▶ [GIVEN TASK 1]:
In the database consistency discussion below, what name does Google give to the problem of transaction ordering when it is seen from an authorization perspective?

--- BEGIN PASSAGE GIVEN ---

Cockroach does enforce this property, but only for transactions that touch the same (key-value layer) keys. They talk about this a bit in their article on "life without atomic clocks"[0].

In SpiceDB[1], we take advantage of this property (when Cockroach is selected as the backing datastore) to give us external consistency by forcing all transactions to overlap. This prevents the New Enemy Problem[2], which is what Google calls the problem of transaction ordering when seen from an authorization perspective.

Your description of Accord sounded very similar to how Cockroach works from this perspective, but there may be some subtlety that I am missing. Cockroach exposes snapshots via "as of system time" queries, which can expose "bad" ordering back to the client in future queries - if Accord doesn't allow snapshot queries then I suppose it wouldn't be an issue.

[0]: https://cockroachlabs.com/blog/living-without-atomic-clocks/...

[1]: https://github.com/authzed/spicedb

[2]: https://authzed.com/blog/prevent-newenemy-cockroachdb/


> If the committed state in the database records the transactions in a different order than an external observer could have observed them

So, property (1) provides this for non-overlapping commutative transactions. If w1 writes c1, then finishes; w2 writes c2 then finishes; then if r1,r2,r3, etc don't overlap either w1 or w2 either, then they must correctly witness their execution order and be "externally consistent".

If transaction executions overlap, we must work harder to ensure we see each others' strict serializable order, and so we simply avoid ordering ourselves with transactions that cannot affect our outcome. If these other transactions cannot affect our outcome, then we can't witness anything externally about them, by definition.


That makes more sense, thank you for the explanation.

Are there any plans for accord to permit snapshot queries?


Yes, amongst other things. It's certainly doable, and I expect they will arrive at some point, but I cannot say with any confidence when that might be.


I’m not 100% sure, but my reading of the CockroachDB Jepsen test: https://jepsen.io/analyses/cockroachdb-beta-20160829 indicates that it does meet those two requirements, but that it still is not globally strictly serializable due to the presence of an anomaly they call “causal reversal” where: “transactions on disjoint records are visible out of order.”

If you read their Jepsen report and blog posts carefully, the anomaly they suffer from is not caused by a read transaction that started after previous write transactions had completed, but by a read transaction running concurrently with two other write transactions which both commit while the read is still running, and the read sees the writes in the wrong order. The definition you’ve provided above does not cover this case (I think) but its still a violation of strict serializability which makes me think your definition is too loose.

Correct me if I’m wrong though, at this level things get quite confusing.

--- END PASSAGE GIVEN ---
--- BEGIN DATA PROVIDED ---

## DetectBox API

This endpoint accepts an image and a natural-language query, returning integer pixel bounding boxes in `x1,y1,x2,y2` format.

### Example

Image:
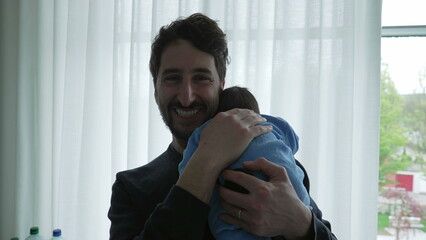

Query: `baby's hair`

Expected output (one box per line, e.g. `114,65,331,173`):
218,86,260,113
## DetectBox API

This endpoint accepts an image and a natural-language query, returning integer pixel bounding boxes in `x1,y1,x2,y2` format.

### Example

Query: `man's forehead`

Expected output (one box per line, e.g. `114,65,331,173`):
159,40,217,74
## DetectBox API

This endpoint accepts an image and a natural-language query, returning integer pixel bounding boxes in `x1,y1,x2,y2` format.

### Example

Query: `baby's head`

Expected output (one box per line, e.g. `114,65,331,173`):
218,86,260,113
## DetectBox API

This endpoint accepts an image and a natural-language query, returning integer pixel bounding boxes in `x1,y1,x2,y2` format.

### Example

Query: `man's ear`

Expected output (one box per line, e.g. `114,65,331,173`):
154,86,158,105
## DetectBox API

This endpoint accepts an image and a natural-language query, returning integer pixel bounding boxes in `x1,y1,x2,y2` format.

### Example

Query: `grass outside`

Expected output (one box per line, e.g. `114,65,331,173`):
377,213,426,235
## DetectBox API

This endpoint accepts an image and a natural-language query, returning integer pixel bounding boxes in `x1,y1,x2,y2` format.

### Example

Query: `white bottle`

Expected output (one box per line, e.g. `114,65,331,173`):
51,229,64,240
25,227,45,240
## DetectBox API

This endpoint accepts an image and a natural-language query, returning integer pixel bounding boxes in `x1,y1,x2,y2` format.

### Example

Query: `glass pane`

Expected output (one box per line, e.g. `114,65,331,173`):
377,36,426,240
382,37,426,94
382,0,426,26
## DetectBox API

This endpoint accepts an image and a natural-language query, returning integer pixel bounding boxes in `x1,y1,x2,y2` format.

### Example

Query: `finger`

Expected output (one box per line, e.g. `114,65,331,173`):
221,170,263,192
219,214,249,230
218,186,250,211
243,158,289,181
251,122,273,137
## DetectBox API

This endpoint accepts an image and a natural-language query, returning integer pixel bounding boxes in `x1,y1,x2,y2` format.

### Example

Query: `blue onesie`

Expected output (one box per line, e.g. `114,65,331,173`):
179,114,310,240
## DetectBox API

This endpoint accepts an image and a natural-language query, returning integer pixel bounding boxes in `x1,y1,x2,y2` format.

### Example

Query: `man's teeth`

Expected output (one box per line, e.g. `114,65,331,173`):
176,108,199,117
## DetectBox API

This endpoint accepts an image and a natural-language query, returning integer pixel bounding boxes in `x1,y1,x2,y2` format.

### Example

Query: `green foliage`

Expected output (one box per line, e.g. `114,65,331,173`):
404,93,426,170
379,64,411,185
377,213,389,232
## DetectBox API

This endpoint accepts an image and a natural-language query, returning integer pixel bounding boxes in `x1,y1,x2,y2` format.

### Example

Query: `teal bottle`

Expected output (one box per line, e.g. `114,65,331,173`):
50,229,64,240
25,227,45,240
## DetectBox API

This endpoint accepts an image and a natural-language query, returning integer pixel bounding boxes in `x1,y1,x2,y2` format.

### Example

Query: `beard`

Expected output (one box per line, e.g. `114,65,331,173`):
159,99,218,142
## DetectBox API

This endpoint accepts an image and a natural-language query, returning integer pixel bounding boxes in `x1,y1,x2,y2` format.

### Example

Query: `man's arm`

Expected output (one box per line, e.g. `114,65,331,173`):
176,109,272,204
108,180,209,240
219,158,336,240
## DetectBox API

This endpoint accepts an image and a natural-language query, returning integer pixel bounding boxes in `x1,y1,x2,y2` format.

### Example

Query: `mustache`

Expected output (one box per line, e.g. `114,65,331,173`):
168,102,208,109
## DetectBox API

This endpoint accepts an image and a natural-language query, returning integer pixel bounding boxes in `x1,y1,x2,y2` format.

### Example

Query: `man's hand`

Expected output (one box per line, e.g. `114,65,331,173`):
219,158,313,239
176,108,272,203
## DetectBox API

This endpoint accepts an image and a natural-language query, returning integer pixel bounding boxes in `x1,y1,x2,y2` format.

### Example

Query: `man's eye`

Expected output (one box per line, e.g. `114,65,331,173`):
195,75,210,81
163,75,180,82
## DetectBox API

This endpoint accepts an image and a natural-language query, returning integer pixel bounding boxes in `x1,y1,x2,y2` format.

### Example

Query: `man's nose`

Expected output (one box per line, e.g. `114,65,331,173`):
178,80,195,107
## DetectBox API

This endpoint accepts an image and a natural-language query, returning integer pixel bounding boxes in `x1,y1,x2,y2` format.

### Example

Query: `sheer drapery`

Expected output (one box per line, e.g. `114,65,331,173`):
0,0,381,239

--- END DATA PROVIDED ---

▶ [GIVEN TASK 2]:
Copy out every line of the listing above that contains the string "bottle". Case counts.

▶ [TASK ANSWER 1]:
The New Enemy Problem.

▶ [TASK ANSWER 2]:
Query: `white bottle`
Query: `teal bottle`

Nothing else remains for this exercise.